## Goal of the exercise:
Leave no picture in, and give every entry again exactly.

(Entries taken from a collection)
# # #
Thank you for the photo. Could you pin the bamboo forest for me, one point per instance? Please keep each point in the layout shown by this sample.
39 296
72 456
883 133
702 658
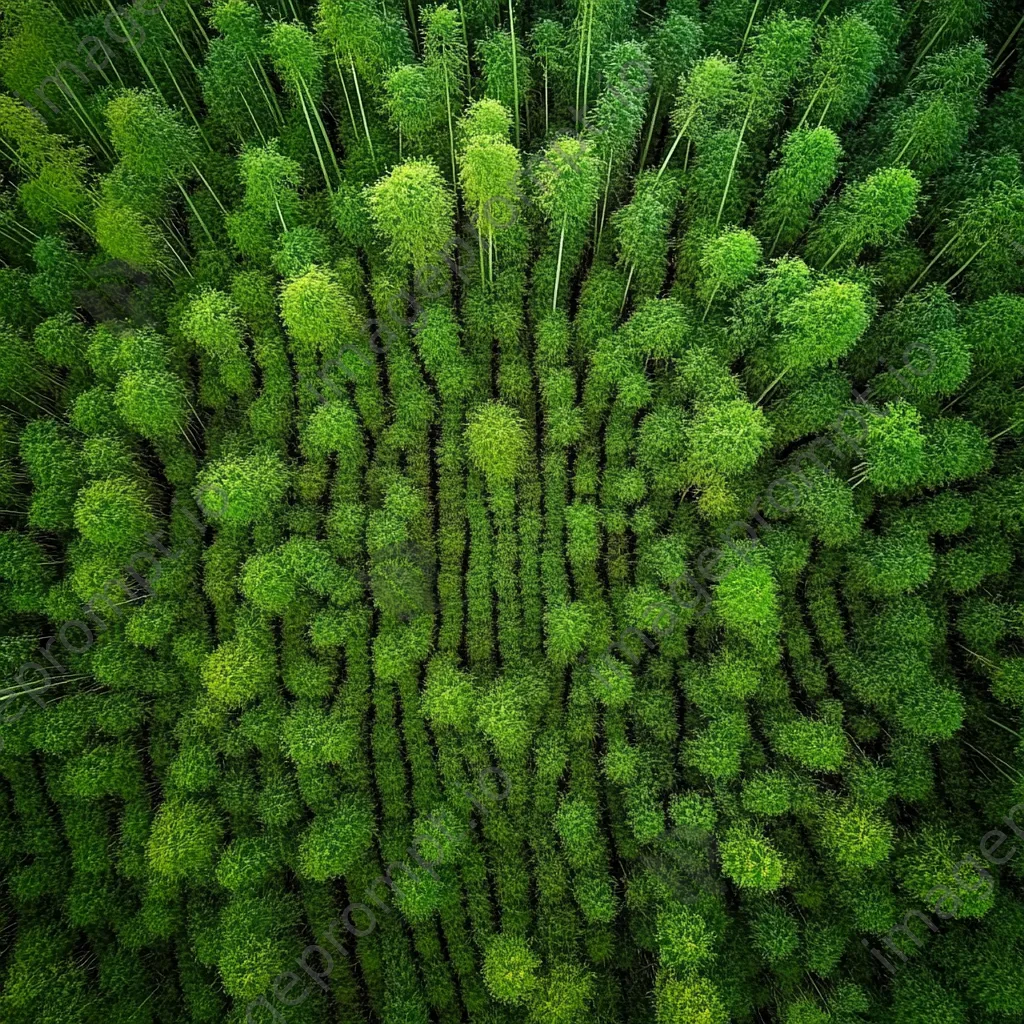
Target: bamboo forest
512 511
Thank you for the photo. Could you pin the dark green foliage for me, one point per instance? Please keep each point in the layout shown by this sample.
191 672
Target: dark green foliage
511 513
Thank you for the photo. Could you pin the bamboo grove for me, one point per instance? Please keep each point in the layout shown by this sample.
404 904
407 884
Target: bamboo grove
511 512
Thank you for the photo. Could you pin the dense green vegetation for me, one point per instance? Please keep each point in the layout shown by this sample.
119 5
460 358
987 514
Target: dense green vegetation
511 512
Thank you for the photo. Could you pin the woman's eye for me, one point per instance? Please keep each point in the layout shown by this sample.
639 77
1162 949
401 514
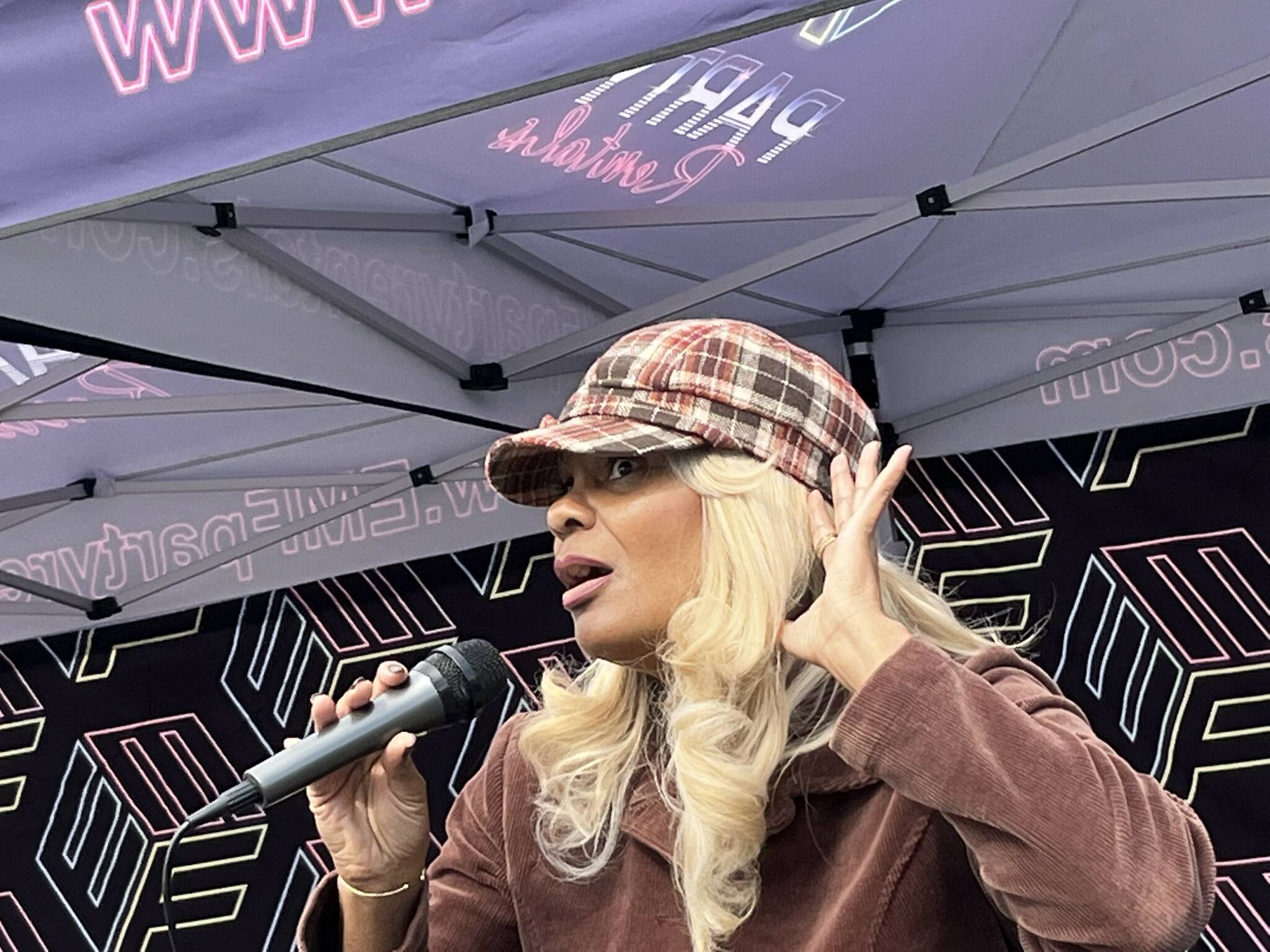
# # #
## Solved exercise:
Thank you for the photo. Could you pin the bamboo forest for me, one point per instance? Please keep each point in the layout shown by this sample.
39 296
72 456
883 133
702 658
Target: bamboo forest
512 511
Thank you for the photo. Could you pin the dark green foliage for me, one point per instance? Please keep each point in the layout shown by this sample.
191 672
Target: dark green foliage
511 513
Thank you for the photo. Could you pin the bamboo grove for me, one point per instance? Please keep each point in the layout shown by this sample.
404 904
407 884
Target: bamboo grove
511 512
Thank you for the photo. Could you pin the dense green vegetation for me, one point per instance? Please keep each point in the layout shown by this sample.
119 5
460 358
987 514
Target: dense green vegetation
511 512
Thank you for the photo. Could you pin the woman's eye for me, one point per instance? Please keep each point in the layout shown by this sample.
639 77
1162 949
401 514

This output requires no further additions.